## [What is asked]
Would you restate, exactly as they appear, the lines from the one containing "Target: pine tree" through the end of the data below?

## [Part of a data file]
::::

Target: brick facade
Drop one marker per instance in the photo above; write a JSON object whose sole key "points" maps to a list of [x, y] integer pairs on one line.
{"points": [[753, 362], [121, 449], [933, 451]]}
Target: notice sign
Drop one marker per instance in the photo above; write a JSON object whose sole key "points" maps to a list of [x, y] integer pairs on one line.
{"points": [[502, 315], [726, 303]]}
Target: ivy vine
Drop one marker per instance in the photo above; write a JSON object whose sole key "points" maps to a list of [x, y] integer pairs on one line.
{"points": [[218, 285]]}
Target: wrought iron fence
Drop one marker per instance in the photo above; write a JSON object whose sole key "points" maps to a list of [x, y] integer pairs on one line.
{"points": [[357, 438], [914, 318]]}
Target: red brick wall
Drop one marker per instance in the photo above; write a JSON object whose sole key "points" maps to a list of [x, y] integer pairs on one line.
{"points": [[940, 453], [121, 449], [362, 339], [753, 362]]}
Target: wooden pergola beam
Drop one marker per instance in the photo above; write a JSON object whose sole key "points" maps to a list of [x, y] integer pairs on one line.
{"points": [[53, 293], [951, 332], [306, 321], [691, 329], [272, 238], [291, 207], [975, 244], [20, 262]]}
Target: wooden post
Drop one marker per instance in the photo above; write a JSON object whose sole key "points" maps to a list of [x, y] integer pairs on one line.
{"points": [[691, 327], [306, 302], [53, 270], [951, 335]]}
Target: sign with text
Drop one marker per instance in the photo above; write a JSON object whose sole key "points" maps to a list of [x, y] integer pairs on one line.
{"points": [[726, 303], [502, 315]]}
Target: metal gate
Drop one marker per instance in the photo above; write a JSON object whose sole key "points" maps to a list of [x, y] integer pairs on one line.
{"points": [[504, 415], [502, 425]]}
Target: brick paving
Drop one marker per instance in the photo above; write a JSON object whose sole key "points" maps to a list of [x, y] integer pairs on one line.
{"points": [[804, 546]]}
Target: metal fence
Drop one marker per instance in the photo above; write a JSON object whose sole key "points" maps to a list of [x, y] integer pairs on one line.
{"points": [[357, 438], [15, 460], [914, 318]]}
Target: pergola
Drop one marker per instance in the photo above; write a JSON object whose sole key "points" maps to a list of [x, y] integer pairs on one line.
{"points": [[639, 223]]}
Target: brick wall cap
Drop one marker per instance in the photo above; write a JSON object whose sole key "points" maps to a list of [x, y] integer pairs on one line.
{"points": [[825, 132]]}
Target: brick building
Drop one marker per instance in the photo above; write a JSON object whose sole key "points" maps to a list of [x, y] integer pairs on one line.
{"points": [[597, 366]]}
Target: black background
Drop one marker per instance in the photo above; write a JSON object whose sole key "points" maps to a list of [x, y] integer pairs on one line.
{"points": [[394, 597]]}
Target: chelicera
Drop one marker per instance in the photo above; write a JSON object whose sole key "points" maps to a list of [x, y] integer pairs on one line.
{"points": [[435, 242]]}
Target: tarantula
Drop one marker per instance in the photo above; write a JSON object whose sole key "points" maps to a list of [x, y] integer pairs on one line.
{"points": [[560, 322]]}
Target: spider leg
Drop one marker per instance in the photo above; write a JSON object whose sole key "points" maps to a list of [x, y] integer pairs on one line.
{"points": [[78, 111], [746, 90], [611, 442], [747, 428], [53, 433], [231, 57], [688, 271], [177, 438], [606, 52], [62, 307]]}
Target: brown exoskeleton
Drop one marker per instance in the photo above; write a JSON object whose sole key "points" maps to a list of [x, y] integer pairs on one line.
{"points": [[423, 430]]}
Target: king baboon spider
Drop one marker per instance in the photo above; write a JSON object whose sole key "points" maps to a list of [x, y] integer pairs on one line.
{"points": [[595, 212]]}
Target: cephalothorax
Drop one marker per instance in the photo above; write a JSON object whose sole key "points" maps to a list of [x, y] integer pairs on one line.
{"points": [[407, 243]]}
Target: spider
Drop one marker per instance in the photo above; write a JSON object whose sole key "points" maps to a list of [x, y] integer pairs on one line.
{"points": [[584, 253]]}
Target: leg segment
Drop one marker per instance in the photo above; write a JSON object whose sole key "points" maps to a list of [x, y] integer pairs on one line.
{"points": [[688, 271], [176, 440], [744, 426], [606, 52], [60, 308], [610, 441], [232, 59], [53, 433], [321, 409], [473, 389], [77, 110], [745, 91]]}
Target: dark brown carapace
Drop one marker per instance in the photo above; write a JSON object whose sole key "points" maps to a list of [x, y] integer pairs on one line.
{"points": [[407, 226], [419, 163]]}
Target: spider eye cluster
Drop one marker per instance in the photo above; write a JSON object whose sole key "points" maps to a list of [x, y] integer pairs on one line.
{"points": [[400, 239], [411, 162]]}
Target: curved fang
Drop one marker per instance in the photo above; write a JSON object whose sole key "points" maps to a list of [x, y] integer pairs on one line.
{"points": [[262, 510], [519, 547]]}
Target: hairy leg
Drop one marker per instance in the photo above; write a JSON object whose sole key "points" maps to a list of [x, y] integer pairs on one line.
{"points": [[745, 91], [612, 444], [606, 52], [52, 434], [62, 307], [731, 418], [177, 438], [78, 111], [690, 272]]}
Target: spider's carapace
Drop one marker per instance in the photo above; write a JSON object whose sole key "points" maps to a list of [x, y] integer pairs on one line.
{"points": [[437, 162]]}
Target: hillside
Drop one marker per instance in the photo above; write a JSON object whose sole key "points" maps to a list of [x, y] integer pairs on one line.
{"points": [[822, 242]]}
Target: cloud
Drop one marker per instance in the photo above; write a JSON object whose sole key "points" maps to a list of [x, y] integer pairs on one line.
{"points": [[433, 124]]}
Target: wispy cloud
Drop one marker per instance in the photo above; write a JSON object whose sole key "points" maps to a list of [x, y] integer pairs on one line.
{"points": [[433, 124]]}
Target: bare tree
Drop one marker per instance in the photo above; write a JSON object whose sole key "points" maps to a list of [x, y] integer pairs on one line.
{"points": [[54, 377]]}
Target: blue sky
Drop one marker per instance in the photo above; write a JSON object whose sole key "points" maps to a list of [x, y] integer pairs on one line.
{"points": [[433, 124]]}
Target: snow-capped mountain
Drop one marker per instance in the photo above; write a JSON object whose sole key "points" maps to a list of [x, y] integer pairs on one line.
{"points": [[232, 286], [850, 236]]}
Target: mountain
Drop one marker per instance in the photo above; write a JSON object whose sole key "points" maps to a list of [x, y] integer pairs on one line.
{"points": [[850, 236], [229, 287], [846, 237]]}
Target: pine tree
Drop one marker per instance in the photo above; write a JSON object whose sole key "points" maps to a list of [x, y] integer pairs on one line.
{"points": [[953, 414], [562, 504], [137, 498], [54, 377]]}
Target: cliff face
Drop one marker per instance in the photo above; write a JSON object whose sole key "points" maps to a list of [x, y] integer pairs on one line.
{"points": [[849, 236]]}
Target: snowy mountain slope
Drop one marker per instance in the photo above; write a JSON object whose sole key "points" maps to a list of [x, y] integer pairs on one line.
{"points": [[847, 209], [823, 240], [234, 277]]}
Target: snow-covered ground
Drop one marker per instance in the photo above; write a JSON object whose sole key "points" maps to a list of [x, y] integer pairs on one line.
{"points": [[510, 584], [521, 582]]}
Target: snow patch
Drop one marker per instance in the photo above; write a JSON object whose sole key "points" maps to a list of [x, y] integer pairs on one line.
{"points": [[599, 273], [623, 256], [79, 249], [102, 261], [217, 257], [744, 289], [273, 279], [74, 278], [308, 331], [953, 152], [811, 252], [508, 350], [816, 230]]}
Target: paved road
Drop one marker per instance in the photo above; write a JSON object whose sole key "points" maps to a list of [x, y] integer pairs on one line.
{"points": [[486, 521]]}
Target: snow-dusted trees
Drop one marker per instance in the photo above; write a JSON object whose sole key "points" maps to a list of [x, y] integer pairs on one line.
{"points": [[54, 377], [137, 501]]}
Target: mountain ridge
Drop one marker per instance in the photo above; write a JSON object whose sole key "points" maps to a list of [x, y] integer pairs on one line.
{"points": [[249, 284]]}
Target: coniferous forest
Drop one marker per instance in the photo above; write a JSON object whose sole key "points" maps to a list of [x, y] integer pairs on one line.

::::

## [Answer for this exercise]
Target: pine tree
Drop one marker per instance in the photo above; write a JSON object whose sole key "points" maps to a list of [x, y] integer pairs on one line.
{"points": [[953, 414], [562, 504], [137, 498], [54, 377]]}
Target: cliff face
Drop one marker per instance in the photo above; write a JSON object whose sole key "points" maps to a list of [x, y] integer pairs on one line.
{"points": [[849, 236]]}
Target: snowy mountain slope
Drop one marker per instance in the photo above; write a JSON object whose sole key "points" maps to a list of [x, y] integer pairs on one line.
{"points": [[847, 209], [823, 240], [234, 277]]}
Target: snow-covered ground
Drop one marker per instance in the photo above; write a JSON object whose sole key "points" maps to a list of [x, y] integer pairs on one line.
{"points": [[510, 584], [521, 582]]}
Target: snow patch
Drop one marker per instance in the photo above; write a JSON object whose sole key "points" maps to a list of [x, y] integer pairs on one line.
{"points": [[599, 273], [623, 256], [79, 249], [102, 261], [217, 257], [744, 289], [273, 279], [74, 278], [308, 331], [953, 152], [811, 252], [508, 350], [816, 230]]}
Target: paved road
Drop one marker per instance in the photo above; write a JSON object whose sole key "points" maps to a list of [x, y] integer pairs on one line.
{"points": [[486, 521]]}
Target: snow-dusted trees
Drop one marker per instance in the photo above; write a JSON object whose sole key "points" maps to a list of [x, y] integer pairs on one line.
{"points": [[54, 377], [137, 501]]}
Target: mountain ridge
Drop one marker per instance in the photo above; write a JSON object whose sole key "points" maps to a list of [x, y] integer pairs on one line.
{"points": [[249, 284]]}
Target: coniferous forest
Drop one marker per instance in the photo above; write a JSON object whose sole key "points" maps to a list of [x, y] integer pairs on one line.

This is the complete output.